### TO BE DONE:
[1] Below, the passage on Indian philanthropy comes first, followed by the records. State whether each statement agrees with the passage, answering yes or no and quoting the deciding words exactly: (a) Many current philanthropists are first-generation entrepreneurs. (b) Working through civil society organisations gives the philanthropist a higher degree of control. (c) The consultations for the study were held by VikasAnvesh Foundation.
[2] Translate this sentence from the passage on Indian philanthropy below into Spanish: "Plus, they place greater trust in their own teams than in external organisations."
[3] Carry the passage on Indian philanthropy below forward, beginning after its last sentence.

### SELECTED PASSAGE:
There is an increasing trend among Indian philanthropists to set up implementing organisations to carry out their philanthropy.

During VikasAnvesh Foundation’s consultations for this study, many mentioned the fact that there is an increasing trend among Indian philanthropists to set up implementing organisations to carry out their philanthropy, rather than fund existing civil society organisations. Many current philanthropists are first-generation entrepreneurs, who, having built successful businesses, believe their skills and leadership would transfer equally well to social development. Plus, they place greater trust in their own teams than in external organisations. Working through credible civil society organisations can add enormously to the philanthropist’s learning, but the degree of control is lower. Which one is preferable?

Other decisions that relate to methods include opting for service delivery (for example, healthcare or education) as opposed to focusing on rights (for example, defending human rights of marginalised communities); opting for an intellectual approach rather than one guided by ground-realities and experience in the field; or choosing speed of execution versus a more gradual development of their own expertise. All of these tradeoffs must be considered when deciding what strategy to pursue, and which causes to support.

### LISTED RECORDS:
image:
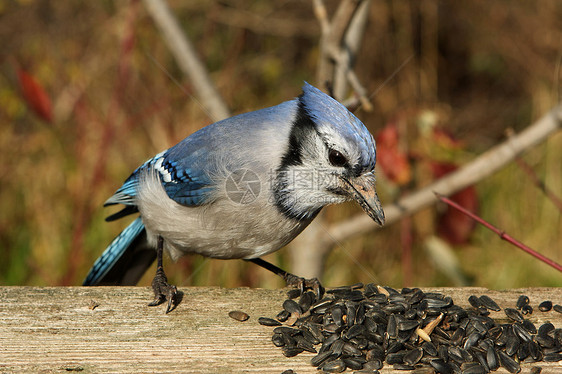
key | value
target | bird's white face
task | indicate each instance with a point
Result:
(329, 170)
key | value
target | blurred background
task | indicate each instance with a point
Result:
(89, 91)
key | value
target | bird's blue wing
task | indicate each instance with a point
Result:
(182, 180)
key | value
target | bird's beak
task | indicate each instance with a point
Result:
(362, 189)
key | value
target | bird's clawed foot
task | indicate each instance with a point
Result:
(305, 284)
(164, 291)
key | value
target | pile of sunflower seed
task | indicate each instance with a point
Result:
(363, 327)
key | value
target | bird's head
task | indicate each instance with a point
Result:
(330, 158)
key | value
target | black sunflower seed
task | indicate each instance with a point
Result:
(521, 332)
(292, 307)
(441, 366)
(526, 310)
(413, 356)
(283, 316)
(553, 357)
(508, 363)
(492, 358)
(268, 321)
(334, 366)
(353, 363)
(545, 306)
(289, 351)
(522, 301)
(473, 368)
(373, 365)
(529, 326)
(278, 340)
(513, 314)
(489, 303)
(320, 358)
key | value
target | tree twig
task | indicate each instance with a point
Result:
(538, 182)
(186, 57)
(501, 233)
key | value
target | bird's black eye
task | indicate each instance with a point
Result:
(336, 158)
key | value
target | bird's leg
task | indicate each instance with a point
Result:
(292, 280)
(162, 290)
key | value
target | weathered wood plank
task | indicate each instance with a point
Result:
(56, 330)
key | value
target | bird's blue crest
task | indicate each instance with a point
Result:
(331, 117)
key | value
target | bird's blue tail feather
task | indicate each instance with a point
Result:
(114, 252)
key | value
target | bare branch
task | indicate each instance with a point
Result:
(482, 167)
(186, 57)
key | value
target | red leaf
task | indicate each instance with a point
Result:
(454, 226)
(393, 161)
(35, 96)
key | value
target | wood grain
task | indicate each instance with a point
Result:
(57, 329)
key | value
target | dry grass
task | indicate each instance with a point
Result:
(479, 67)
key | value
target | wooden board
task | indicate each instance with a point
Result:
(55, 329)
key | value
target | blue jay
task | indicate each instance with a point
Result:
(241, 188)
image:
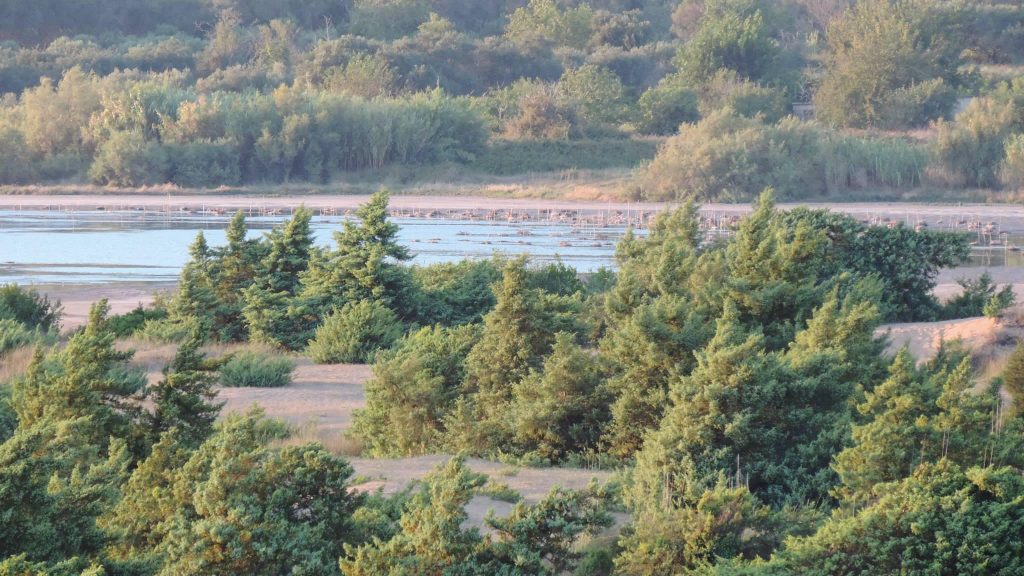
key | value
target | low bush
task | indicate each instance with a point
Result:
(662, 109)
(29, 307)
(354, 333)
(518, 157)
(258, 370)
(730, 157)
(971, 150)
(124, 325)
(865, 162)
(164, 330)
(14, 335)
(980, 297)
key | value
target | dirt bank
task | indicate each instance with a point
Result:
(940, 216)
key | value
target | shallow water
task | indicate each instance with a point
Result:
(69, 247)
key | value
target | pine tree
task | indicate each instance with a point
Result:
(183, 398)
(240, 504)
(941, 520)
(514, 341)
(1013, 378)
(563, 408)
(233, 271)
(273, 313)
(414, 388)
(364, 263)
(88, 378)
(289, 257)
(196, 301)
(53, 485)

### ANSWERS TO THE EXERCISES:
[1]
(a) Yes: "Many current philanthropists are first-generation entrepreneurs"
(b) No: "but the degree of control is lower"
(c) Yes: "During VikasAnvesh Foundation’s consultations for this study"

[2] Además, confían más en sus propios equipos que en organizaciones externas.

[3]
Activities

‘Activities’ refer to the actual work that strategy translates into. For instance, offering programmatic support to a civil society organisation rather than building one’s own institution to carry out the philanthropic strategy. Or, supplementing and collaborating with the state, as opposed to going at it on one’s own. Sometimes, philanthropists might choose to supply hardware and infrastructure (buildings, equipment, and so on) which are visible and showcase their support publicly, long after they are gone. Other times, philanthropists may choose to support activities that are less directly attributable to outcomes, such as communications, or building the capacity of staff, which are critical to the success of any programme or organisation.

Recipients

‘Recipients’ are those that philanthropy intends to benefit. The tradeoffs and decisions to consider here include supporting ‘my people’ versus those that are most vulnerable. It is natural for people to want to support those who live near their ancestral homes or their workplaces, or come from the same community as them. The other approach is to invest in people who are the most vulnerable and where they see the maximum social return, irrespective of their geographic location or clan affiliation.

The tradeoffs and decisions to consider here include supporting ‘my people’ versus those that are most vulnerable.

Along similar lines, a philanthropist might need to take a call on whether to fund a programme in a region that is accessible, and where they may be able to travel to visit the community, or one in a remote place, which would benefit disproportionately from philanthropic support.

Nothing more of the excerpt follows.